[Referring expression data]
⟨

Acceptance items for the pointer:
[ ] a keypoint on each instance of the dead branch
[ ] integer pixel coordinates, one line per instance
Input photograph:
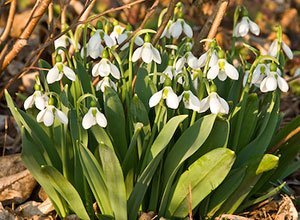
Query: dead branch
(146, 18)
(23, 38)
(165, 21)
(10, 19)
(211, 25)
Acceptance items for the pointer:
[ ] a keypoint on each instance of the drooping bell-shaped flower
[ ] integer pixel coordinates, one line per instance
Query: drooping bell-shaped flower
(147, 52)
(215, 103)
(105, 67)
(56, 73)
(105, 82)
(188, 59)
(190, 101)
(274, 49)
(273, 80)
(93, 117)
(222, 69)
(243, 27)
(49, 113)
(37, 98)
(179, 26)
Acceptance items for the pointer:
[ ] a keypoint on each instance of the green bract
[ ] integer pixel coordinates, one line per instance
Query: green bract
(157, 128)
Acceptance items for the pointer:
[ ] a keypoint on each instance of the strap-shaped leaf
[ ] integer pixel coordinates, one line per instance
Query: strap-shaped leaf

⟩

TASK DETAILS:
What's needed is an exact retyping of the records, pictures excluded.

RESPONSE TO THE EXERCISE:
Acceptance items for the pointer:
[ ] a keypoint on each instance of the dead branch
[ ] integer pixel coordinates, one line per instance
Input photograph:
Query: dead branch
(146, 18)
(23, 38)
(165, 21)
(10, 19)
(211, 25)
Acceptance items for the pointer:
[ ] a keypoint on each instance of the drooping bell-shaped flower
[ ] integer pixel coordinates, one line per instance
Query: drooping bell-shaped flower
(147, 52)
(215, 103)
(105, 67)
(56, 73)
(105, 82)
(188, 59)
(190, 101)
(274, 49)
(273, 80)
(93, 117)
(222, 69)
(243, 27)
(49, 113)
(37, 98)
(179, 26)
Acceptance items for the pointer:
[ ] a keypoint on each instance of the green bract
[ ] integer pixel coordinates, one line per instance
Query: green bract
(157, 128)
Acceptance items for the pointer:
[ ] a keypoint on each instance of the strap-shaped leaf
[ ] integer pixel coordinates, one line per instance
Query: strap-shaped leaf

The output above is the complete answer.